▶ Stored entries
******
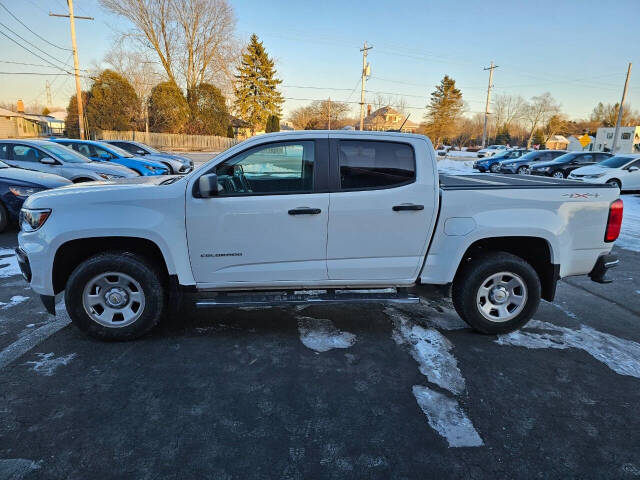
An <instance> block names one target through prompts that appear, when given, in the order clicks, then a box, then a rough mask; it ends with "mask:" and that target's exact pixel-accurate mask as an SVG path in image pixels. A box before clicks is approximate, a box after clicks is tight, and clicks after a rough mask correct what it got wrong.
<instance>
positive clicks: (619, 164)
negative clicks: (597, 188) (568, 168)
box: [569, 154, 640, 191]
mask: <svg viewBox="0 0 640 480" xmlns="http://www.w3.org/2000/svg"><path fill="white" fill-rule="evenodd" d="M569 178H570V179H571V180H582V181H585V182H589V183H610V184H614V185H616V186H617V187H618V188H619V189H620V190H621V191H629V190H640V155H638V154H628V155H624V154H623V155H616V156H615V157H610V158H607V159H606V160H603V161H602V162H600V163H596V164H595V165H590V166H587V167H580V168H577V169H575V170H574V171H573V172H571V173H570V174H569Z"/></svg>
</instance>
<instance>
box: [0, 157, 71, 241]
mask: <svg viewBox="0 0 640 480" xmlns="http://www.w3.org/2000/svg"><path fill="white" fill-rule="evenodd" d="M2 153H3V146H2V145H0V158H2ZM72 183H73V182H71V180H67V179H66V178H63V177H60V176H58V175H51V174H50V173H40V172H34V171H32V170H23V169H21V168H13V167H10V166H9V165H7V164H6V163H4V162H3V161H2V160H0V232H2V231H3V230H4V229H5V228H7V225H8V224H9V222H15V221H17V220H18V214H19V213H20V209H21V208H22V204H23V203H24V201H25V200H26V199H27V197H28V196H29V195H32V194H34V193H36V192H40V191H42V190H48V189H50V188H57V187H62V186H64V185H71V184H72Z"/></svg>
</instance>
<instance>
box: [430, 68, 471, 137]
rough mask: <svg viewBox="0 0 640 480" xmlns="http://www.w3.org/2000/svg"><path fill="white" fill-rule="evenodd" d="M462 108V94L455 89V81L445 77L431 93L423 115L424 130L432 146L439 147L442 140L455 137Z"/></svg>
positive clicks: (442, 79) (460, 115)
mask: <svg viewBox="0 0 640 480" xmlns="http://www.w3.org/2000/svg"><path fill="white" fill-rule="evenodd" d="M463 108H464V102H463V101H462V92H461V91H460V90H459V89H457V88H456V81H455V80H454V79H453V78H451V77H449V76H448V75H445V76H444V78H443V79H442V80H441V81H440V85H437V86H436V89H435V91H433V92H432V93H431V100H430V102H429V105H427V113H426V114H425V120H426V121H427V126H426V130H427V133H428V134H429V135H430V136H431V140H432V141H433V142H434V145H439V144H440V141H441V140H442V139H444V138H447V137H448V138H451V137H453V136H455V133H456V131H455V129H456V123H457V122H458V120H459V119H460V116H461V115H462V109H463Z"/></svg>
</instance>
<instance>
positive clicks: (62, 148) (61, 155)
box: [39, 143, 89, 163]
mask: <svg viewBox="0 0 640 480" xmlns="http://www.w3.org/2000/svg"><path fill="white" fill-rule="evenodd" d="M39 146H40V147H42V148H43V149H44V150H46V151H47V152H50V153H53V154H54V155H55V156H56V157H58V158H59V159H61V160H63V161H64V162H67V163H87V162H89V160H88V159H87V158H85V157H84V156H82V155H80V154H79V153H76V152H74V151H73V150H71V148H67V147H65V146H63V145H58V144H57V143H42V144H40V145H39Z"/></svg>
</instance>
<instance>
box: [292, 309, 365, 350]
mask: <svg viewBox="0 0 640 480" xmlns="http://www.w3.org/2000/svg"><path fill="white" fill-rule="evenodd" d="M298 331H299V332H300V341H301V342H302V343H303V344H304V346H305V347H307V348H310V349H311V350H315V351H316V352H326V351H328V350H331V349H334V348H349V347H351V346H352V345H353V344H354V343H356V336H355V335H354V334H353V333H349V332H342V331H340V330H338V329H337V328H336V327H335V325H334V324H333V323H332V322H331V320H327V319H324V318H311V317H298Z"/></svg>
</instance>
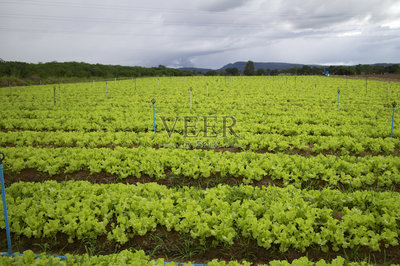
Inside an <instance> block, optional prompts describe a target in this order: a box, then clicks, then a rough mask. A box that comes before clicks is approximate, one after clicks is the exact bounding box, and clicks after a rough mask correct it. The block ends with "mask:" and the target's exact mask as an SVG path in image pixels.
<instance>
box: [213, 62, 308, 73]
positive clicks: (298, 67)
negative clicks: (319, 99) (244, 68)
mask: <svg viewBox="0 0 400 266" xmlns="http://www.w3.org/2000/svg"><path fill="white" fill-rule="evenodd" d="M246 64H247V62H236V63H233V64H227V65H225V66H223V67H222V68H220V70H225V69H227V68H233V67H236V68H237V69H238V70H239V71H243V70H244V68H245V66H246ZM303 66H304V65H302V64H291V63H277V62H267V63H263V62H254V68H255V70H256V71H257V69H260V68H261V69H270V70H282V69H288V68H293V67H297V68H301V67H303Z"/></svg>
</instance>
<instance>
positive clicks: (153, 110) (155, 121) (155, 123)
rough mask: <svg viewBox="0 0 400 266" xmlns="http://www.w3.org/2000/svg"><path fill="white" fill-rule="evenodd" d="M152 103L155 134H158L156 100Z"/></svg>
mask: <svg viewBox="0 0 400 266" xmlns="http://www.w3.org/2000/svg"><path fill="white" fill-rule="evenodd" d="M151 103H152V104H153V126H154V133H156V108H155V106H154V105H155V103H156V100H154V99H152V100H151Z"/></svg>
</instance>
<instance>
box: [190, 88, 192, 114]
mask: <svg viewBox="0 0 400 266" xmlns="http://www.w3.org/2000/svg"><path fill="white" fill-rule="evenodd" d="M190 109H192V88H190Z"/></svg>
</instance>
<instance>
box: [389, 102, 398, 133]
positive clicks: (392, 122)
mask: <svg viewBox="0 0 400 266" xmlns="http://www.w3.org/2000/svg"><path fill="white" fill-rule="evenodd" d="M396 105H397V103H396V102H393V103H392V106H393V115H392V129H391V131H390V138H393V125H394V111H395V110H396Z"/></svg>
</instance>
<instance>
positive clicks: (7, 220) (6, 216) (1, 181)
******
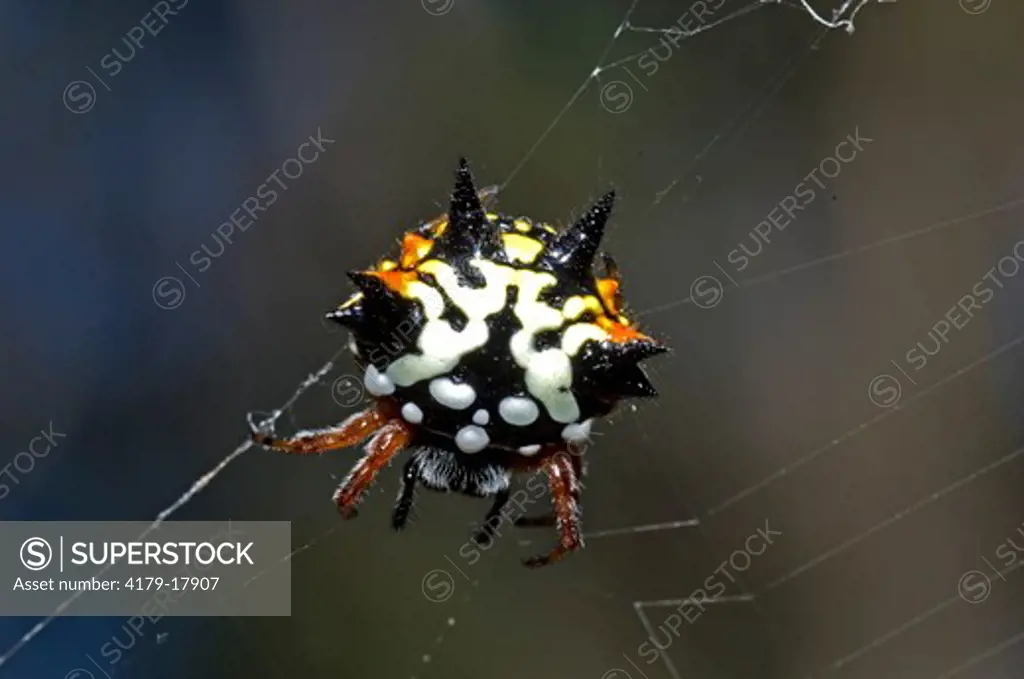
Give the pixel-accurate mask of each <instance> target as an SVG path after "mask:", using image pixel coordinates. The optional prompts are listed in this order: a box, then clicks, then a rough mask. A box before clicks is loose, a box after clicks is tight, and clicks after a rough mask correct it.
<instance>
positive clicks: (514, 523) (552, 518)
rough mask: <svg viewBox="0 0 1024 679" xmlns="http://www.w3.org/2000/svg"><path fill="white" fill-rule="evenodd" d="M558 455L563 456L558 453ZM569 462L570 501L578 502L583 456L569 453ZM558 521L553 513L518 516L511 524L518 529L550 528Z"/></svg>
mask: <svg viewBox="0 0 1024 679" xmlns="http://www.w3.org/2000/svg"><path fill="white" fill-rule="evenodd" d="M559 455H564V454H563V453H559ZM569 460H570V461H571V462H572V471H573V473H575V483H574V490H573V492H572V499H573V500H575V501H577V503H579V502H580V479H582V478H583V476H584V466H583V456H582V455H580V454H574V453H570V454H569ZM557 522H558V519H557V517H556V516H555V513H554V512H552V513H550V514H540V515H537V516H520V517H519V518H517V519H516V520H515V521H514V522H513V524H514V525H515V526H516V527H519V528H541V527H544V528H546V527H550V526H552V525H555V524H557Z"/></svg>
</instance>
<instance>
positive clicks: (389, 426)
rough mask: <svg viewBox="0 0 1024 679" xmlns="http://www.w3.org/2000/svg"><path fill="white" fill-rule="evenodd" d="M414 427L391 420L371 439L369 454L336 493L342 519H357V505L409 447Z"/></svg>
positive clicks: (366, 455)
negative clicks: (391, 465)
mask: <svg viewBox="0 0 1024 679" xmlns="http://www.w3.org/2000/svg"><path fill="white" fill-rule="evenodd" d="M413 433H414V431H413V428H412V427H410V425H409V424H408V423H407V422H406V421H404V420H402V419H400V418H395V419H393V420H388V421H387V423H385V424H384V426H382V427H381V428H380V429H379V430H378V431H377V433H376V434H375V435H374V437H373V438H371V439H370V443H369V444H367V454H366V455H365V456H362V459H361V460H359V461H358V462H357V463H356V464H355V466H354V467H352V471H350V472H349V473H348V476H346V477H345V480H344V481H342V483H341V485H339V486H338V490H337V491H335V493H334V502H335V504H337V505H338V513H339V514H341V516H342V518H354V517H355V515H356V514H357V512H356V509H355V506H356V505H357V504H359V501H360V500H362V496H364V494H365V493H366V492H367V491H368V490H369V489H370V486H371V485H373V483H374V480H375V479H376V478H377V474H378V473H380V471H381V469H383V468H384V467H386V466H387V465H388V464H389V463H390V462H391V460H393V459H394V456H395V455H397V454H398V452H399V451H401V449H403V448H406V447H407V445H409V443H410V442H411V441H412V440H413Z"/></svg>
******
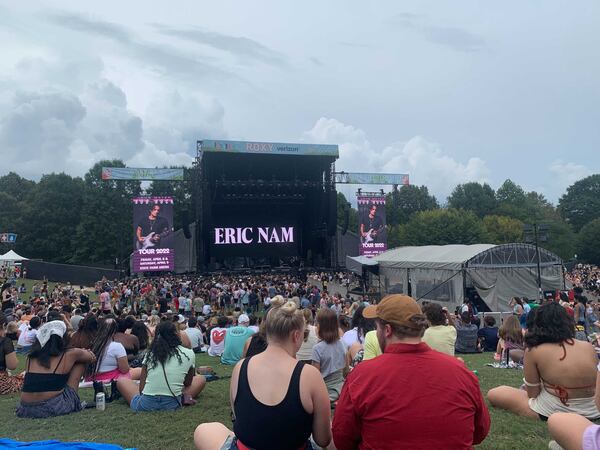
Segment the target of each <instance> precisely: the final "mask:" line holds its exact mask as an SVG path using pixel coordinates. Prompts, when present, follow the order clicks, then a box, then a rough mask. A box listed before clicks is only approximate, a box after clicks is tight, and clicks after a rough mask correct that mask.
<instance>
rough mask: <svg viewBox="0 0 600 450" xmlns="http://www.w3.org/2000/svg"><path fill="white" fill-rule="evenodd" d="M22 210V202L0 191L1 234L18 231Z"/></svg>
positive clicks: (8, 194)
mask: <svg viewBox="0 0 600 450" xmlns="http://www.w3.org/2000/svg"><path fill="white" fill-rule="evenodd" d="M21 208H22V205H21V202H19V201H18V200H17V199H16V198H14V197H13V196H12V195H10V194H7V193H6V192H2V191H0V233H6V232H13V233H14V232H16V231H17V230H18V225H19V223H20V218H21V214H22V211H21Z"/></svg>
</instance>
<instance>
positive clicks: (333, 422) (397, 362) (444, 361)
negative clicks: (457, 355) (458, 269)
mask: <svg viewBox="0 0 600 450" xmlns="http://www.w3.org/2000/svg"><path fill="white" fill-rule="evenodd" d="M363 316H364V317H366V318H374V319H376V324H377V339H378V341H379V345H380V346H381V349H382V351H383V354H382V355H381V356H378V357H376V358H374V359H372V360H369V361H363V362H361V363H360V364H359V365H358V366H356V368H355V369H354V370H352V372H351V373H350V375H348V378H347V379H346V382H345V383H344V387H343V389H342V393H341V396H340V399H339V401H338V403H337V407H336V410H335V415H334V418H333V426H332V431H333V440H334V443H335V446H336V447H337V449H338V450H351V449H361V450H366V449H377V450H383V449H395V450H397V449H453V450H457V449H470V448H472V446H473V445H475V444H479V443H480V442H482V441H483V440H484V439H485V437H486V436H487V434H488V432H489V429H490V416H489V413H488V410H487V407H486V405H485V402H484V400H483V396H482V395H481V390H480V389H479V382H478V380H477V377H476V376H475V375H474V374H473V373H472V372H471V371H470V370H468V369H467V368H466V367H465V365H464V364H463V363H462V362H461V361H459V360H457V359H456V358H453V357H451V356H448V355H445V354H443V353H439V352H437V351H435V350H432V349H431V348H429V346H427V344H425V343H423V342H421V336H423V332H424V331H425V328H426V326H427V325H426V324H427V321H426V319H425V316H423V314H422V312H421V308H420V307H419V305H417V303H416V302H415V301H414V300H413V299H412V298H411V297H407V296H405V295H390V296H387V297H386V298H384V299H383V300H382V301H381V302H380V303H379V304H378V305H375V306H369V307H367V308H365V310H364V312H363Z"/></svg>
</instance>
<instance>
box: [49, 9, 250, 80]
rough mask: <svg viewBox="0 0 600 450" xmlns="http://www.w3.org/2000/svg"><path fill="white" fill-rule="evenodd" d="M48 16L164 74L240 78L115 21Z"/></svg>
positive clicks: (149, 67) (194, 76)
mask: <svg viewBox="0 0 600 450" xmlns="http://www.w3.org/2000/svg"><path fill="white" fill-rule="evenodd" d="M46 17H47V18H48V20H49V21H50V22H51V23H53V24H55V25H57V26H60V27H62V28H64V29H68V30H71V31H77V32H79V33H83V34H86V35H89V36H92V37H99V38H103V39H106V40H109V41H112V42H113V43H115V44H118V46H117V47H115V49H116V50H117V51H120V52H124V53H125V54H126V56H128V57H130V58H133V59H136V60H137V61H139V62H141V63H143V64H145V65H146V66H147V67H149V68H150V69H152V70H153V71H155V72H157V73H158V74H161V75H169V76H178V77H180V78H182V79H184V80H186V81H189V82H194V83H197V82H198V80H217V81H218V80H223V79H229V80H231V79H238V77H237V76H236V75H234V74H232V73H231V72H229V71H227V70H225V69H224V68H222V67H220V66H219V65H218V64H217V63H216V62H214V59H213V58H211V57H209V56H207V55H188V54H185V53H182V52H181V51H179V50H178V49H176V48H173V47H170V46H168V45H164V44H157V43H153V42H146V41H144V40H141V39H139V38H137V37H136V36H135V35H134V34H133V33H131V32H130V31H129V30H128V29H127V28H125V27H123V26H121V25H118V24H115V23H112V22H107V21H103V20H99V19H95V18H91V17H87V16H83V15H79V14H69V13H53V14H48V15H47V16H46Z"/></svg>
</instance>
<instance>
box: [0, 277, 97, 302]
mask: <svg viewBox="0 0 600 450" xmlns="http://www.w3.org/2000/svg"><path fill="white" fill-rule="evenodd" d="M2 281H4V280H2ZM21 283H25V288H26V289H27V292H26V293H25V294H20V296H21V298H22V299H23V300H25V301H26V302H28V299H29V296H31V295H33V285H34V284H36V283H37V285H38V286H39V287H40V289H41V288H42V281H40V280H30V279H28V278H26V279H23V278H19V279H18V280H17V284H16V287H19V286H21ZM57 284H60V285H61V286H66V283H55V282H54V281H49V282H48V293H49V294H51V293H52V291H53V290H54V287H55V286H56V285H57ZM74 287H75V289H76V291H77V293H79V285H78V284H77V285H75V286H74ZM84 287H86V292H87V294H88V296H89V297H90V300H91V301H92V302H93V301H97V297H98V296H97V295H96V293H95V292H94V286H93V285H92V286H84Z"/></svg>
******
▶ TASK DESCRIPTION
Count the lines in the rows above that contain the string "negative". Give only the number.

▶ SOLUTION
4